→ **TASK TO CARRY OUT**:
Print the stretch of the material below, from the line containing "query: paved stone ground" through the line containing "[532,0,640,188]", with both of those lines included. Reproduce each line with no changes.

→ **EXERCISE MATERIAL**:
********
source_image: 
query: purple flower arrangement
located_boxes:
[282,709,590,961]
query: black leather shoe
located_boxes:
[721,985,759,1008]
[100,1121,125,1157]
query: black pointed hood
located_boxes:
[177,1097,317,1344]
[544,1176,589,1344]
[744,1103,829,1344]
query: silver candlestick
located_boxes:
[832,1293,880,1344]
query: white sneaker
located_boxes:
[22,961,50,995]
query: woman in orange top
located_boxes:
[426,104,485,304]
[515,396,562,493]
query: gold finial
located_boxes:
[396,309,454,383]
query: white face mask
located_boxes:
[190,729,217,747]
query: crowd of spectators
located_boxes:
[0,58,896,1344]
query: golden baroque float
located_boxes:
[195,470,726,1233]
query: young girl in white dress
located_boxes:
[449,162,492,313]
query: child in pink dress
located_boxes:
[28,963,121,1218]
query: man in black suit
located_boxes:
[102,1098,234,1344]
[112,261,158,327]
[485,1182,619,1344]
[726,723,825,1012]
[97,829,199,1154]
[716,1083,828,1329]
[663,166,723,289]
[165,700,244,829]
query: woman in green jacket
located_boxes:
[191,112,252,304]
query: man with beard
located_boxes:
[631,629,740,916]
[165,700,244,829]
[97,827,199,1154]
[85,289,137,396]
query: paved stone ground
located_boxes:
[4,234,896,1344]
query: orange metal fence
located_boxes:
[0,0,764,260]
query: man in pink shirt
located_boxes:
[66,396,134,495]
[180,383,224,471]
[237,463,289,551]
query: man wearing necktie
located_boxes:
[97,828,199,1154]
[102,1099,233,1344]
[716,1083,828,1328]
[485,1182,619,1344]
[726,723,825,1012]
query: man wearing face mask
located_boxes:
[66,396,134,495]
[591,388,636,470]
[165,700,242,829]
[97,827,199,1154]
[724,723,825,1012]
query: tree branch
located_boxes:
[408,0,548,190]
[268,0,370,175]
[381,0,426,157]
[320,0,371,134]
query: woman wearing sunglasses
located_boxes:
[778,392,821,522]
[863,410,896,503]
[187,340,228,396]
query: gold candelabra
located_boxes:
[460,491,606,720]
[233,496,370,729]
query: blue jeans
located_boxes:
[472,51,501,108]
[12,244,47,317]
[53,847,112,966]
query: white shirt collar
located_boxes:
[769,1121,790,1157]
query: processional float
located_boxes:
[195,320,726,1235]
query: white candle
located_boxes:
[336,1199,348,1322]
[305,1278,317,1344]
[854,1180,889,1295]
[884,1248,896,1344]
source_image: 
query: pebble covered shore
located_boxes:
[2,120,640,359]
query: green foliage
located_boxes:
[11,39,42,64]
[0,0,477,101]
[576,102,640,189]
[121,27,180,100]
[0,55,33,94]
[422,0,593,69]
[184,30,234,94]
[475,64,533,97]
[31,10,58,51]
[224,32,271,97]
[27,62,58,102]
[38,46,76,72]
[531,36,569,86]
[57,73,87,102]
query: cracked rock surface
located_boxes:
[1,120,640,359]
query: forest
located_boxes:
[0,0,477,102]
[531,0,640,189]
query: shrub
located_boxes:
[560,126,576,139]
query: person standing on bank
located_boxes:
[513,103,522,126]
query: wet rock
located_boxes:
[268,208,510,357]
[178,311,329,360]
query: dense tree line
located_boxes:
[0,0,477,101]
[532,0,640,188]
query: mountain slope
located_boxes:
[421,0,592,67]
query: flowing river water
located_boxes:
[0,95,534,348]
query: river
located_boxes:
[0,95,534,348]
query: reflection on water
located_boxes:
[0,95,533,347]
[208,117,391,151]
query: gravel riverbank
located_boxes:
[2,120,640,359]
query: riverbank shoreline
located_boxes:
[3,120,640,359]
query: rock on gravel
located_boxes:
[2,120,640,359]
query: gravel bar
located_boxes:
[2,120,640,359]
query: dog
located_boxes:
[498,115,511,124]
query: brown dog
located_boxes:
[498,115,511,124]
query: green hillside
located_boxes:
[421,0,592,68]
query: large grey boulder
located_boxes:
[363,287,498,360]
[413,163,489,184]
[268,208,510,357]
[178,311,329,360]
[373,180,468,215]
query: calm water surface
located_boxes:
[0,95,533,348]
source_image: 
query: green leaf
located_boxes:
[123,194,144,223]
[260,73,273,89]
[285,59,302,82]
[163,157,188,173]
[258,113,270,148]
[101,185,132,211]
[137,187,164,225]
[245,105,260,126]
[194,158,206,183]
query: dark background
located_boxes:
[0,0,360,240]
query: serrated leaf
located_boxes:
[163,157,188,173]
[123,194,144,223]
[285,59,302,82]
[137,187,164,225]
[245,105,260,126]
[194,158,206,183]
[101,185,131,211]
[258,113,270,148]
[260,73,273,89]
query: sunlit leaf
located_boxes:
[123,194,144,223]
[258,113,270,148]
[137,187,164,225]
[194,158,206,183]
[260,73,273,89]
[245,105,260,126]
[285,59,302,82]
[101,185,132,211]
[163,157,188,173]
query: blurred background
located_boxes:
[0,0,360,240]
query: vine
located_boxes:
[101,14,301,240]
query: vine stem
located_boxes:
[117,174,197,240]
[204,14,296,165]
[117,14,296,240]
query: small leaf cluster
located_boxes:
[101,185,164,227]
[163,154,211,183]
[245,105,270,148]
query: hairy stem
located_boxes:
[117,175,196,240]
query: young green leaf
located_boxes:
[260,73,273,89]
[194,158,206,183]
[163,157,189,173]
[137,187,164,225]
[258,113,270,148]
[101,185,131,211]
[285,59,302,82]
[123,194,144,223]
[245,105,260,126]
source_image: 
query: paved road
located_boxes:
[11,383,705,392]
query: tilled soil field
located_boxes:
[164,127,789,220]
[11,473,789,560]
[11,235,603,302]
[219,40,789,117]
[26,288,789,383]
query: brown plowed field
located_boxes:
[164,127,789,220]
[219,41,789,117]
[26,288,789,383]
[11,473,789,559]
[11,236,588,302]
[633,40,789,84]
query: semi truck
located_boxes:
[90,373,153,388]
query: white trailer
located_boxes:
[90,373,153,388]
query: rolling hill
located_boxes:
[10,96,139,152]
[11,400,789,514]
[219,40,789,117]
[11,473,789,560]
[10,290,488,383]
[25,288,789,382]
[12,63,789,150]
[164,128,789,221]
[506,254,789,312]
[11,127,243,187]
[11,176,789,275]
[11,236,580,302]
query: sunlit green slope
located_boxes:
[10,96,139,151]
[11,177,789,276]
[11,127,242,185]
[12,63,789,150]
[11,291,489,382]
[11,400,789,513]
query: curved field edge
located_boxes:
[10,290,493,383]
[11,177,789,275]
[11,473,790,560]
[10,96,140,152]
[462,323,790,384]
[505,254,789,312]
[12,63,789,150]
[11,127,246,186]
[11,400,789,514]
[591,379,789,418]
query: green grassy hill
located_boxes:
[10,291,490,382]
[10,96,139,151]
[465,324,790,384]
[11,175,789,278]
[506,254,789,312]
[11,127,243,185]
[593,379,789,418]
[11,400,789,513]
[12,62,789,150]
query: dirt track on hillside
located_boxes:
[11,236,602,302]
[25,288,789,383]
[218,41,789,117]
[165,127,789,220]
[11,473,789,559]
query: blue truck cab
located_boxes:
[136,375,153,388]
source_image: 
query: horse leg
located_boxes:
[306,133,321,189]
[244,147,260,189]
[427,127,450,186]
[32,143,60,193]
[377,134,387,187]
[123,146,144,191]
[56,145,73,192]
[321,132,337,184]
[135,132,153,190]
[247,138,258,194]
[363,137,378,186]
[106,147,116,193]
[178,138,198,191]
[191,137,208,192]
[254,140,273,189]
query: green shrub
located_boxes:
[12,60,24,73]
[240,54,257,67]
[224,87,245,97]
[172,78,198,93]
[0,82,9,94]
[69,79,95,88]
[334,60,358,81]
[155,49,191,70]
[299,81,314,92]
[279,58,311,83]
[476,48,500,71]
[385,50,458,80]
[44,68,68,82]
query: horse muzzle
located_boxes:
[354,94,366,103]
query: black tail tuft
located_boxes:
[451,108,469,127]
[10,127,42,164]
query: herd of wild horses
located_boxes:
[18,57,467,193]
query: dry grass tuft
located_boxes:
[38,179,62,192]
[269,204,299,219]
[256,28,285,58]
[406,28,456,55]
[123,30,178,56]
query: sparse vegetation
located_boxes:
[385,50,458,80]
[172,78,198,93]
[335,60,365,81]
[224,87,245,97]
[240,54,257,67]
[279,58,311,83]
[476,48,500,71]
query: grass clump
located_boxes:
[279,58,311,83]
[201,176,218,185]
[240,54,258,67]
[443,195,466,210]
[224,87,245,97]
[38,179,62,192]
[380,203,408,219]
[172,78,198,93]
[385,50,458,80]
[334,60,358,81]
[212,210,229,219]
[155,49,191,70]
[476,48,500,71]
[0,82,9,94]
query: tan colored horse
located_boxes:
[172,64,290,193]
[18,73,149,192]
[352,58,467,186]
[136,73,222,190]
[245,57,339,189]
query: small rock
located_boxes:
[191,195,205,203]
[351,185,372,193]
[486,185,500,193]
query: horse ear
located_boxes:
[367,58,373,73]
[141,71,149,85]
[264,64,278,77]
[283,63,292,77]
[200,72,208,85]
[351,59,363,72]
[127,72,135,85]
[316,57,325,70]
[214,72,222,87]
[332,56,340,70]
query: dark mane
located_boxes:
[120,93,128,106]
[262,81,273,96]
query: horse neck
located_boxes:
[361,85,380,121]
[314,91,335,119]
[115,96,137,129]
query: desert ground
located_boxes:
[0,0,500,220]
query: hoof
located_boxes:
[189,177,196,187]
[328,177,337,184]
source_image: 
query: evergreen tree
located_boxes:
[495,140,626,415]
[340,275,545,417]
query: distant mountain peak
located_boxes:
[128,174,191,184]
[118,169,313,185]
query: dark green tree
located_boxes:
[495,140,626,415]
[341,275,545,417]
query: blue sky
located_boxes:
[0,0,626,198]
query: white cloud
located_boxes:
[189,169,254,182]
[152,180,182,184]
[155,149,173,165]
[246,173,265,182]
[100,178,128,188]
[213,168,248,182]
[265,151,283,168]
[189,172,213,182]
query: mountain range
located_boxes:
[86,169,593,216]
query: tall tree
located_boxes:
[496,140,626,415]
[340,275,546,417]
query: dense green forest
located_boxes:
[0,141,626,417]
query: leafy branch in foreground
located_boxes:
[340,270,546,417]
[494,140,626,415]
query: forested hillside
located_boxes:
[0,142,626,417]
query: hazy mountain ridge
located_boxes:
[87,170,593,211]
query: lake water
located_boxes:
********
→ **THE RESPONSE**:
query: paved stone ground
located_boxes:
[4,234,896,1344]
query: orange metal fence
located_boxes:
[0,0,764,260]
query: man in pink shirt
located_boxes:
[66,396,134,495]
[180,383,224,471]
[237,463,289,551]
query: man wearing necktie
located_boxes:
[97,828,199,1154]
[102,1099,233,1344]
[716,1083,828,1328]
[485,1182,619,1344]
[726,723,825,1012]
query: man wearing face mask
located_boxes:
[66,396,134,495]
[591,388,636,470]
[165,700,242,829]
[97,827,199,1154]
[724,723,825,1012]
query: tree branch
located_boxes:
[408,0,548,190]
[268,0,370,175]
[381,0,426,157]
[320,0,371,134]
query: woman wearing sunglasses
located_boxes:
[778,392,821,522]
[863,410,896,503]
[187,340,228,396]
query: gold candelabra
located_boxes:
[460,491,606,720]
[233,496,370,729]
query: blue jeans
located_boxes:
[472,51,501,108]
[12,244,47,317]
[53,847,112,966]
query: white shirt collar
located_boxes:
[769,1121,790,1157]
query: processional float
located_boxes:
[195,320,726,1235]
query: white candle
located_boxes:
[336,1199,348,1322]
[305,1278,317,1344]
[854,1180,889,1295]
[884,1248,896,1344]
source_image: 
query: pebble covered shore
located_boxes:
[2,120,640,359]
query: green foliage
located_boxes:
[11,39,42,64]
[0,0,477,101]
[576,102,640,189]
[121,27,180,100]
[0,55,33,94]
[422,0,593,69]
[184,30,234,94]
[475,64,533,97]
[31,10,58,51]
[224,32,271,97]
[27,62,58,102]
[38,46,76,72]
[531,36,569,86]
[57,73,87,102]
query: cracked rock surface
located_boxes:
[1,120,640,359]
query: forest
located_boxes:
[0,0,477,102]
[531,0,640,189]
query: shrub
located_boxes:
[560,126,576,139]
query: person standing on bank
located_boxes:
[513,103,522,126]
query: wet rock
located_boxes:
[268,208,510,357]
[178,311,329,360]
query: dense tree line
located_boxes:
[0,0,477,101]
[532,0,640,188]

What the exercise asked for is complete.